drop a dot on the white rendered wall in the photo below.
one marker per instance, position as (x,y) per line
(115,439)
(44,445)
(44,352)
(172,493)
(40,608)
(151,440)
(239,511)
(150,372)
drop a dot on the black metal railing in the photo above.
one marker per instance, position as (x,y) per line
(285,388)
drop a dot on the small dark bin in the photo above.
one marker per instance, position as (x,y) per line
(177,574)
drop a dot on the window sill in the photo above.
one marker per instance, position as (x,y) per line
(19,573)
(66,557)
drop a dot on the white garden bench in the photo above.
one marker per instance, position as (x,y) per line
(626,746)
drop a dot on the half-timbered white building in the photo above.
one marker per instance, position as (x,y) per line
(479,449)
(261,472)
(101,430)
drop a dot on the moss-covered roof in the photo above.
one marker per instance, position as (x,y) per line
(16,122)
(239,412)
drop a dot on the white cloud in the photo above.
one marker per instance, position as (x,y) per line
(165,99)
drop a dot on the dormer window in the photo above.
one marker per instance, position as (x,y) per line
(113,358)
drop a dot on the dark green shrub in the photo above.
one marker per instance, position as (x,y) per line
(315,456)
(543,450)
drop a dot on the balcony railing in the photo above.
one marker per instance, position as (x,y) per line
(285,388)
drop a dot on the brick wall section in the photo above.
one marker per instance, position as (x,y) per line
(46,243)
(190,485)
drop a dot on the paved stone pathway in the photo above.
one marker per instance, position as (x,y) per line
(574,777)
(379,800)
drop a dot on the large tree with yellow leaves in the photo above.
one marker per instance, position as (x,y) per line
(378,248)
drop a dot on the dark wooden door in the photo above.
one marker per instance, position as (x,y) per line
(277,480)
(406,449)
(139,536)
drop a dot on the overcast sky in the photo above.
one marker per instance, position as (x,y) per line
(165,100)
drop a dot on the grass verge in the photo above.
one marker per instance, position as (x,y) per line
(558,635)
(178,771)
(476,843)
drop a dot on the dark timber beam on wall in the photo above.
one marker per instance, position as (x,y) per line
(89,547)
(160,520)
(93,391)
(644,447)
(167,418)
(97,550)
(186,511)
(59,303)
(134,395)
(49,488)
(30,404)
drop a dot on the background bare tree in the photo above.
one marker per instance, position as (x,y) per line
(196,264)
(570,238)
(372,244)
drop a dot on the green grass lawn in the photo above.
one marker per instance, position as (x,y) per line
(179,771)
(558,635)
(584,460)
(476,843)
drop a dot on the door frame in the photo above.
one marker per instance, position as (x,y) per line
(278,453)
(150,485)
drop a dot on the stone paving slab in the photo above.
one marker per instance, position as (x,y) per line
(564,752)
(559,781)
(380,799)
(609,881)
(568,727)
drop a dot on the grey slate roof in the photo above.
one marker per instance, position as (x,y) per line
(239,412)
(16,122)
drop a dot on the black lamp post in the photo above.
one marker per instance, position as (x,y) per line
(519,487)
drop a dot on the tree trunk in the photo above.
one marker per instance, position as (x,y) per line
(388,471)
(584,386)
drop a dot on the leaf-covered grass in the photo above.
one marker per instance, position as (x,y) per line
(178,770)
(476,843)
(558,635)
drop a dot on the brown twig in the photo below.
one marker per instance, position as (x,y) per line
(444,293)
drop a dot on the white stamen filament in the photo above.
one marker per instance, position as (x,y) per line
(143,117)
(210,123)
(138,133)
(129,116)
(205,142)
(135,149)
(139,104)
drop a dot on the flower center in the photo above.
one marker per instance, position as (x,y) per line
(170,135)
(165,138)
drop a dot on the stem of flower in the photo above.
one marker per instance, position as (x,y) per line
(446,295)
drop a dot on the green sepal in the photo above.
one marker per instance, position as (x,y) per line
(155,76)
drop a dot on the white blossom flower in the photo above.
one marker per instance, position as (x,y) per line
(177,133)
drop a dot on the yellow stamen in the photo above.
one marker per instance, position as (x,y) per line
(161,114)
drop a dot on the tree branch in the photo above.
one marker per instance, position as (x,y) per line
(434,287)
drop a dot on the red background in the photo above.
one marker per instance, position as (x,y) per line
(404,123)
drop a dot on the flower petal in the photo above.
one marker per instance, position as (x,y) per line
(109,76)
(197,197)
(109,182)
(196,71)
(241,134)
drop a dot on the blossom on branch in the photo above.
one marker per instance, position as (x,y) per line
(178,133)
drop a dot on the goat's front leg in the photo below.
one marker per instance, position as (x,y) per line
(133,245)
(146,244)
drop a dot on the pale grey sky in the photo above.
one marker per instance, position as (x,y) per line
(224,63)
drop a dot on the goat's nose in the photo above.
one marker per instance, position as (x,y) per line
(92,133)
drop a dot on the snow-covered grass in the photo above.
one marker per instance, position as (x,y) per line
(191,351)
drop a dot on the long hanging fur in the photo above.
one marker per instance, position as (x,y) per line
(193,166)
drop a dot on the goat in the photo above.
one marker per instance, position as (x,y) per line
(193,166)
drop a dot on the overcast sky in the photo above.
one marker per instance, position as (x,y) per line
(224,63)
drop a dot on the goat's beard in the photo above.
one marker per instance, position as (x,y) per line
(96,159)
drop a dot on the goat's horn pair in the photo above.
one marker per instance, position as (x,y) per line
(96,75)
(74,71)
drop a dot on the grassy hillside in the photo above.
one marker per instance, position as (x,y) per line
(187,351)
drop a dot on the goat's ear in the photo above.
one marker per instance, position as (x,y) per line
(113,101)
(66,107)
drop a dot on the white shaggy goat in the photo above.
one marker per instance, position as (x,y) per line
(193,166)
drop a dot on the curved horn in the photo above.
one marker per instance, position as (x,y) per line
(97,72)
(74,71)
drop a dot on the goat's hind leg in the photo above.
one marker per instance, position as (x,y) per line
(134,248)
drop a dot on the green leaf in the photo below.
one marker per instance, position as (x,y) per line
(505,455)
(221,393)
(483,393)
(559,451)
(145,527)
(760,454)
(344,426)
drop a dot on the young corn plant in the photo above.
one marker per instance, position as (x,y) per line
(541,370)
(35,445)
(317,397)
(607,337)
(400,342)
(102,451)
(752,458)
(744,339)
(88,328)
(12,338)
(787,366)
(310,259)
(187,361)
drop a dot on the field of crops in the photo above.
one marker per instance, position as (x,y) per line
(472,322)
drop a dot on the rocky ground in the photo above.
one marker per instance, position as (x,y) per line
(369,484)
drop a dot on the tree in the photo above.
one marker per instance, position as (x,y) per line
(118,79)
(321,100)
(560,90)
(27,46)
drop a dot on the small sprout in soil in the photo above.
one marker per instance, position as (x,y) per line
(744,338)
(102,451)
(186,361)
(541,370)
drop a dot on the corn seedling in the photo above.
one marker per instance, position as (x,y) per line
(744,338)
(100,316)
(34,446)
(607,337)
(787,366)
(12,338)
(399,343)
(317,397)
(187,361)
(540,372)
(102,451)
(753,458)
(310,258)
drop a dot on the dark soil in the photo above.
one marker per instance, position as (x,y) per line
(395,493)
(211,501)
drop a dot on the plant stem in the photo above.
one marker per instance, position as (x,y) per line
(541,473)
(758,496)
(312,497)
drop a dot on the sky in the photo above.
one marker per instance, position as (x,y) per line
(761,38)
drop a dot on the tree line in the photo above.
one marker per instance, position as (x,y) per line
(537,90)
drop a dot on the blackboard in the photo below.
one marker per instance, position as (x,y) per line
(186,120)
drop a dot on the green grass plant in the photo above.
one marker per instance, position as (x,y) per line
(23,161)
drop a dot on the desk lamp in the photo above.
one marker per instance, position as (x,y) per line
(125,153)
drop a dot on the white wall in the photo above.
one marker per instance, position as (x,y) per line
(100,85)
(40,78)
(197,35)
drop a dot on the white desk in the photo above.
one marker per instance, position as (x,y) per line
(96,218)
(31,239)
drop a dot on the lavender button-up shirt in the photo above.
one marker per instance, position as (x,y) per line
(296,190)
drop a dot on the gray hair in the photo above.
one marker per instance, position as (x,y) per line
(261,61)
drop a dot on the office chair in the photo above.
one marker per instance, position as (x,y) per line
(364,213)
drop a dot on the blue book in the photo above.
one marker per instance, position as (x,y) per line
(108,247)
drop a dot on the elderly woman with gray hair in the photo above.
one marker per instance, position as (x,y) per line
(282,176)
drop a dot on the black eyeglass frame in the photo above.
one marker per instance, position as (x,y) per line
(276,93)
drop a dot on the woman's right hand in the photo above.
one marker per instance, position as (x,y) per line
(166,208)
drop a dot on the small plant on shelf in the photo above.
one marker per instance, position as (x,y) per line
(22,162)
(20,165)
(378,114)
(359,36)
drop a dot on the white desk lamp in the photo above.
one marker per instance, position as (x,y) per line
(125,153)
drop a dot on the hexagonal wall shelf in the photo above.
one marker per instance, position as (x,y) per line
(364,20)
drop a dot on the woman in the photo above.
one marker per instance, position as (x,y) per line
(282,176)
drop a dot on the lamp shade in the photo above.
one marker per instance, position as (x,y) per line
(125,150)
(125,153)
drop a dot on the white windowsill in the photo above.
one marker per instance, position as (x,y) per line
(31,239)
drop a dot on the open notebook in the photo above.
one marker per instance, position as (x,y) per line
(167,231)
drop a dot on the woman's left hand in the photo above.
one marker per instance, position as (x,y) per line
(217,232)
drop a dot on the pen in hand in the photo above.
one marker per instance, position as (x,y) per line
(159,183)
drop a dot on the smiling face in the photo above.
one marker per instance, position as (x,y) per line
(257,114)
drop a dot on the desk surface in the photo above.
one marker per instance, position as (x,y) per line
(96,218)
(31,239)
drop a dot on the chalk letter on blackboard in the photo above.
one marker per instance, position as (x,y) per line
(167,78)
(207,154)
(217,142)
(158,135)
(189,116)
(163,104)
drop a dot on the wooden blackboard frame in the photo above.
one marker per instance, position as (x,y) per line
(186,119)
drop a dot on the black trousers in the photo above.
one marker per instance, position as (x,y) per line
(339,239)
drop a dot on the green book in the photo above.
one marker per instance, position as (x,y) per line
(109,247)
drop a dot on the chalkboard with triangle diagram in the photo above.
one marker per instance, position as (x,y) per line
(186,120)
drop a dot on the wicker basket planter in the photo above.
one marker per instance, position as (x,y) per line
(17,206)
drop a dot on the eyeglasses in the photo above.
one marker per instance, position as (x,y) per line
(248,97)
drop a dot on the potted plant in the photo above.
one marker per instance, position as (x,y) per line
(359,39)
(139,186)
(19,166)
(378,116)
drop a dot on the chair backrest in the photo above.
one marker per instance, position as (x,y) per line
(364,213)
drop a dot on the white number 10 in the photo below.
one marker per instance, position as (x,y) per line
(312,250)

- Task description -
Which lines of the material contain "wall"? List them.

- Answer box -
drop a dot on the white rendered wall in the photo below.
drop a dot on the brick wall section in the photo above.
drop a dot on the dark timber beam on wall in the photo above.
drop a dot on the white wall in the photo above.
drop a dot on the hexagonal wall shelf in the photo above.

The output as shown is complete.